ENTRIES
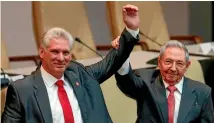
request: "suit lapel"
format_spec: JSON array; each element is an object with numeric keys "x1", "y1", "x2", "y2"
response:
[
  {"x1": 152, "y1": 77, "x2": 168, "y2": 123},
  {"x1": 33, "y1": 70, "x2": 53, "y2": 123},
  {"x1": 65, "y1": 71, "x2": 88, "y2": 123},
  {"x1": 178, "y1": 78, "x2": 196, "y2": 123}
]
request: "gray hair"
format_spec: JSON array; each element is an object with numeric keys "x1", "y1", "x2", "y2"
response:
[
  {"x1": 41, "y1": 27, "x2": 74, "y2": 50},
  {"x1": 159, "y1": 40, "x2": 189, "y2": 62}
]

...

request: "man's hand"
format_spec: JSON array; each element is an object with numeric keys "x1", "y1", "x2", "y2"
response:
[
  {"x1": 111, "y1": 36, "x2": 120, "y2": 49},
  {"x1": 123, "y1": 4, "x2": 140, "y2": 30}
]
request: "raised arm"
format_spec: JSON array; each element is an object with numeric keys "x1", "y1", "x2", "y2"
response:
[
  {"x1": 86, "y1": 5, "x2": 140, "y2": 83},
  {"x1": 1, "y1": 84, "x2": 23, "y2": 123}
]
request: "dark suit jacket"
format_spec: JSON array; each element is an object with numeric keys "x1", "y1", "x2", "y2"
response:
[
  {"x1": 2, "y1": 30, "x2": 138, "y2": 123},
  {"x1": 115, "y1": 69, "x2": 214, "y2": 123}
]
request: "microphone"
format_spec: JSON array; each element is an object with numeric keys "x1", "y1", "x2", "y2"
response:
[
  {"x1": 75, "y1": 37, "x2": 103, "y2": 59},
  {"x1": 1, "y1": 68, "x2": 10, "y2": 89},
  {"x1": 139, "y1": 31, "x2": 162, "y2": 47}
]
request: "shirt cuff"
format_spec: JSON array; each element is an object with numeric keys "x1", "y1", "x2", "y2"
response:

DIRECTION
Pick out every line in the records above that contains the word "suit" and copy each one unchanged.

SOLUTION TO THIS EXERCISE
request: "suit lapel"
request: "dark suit jacket"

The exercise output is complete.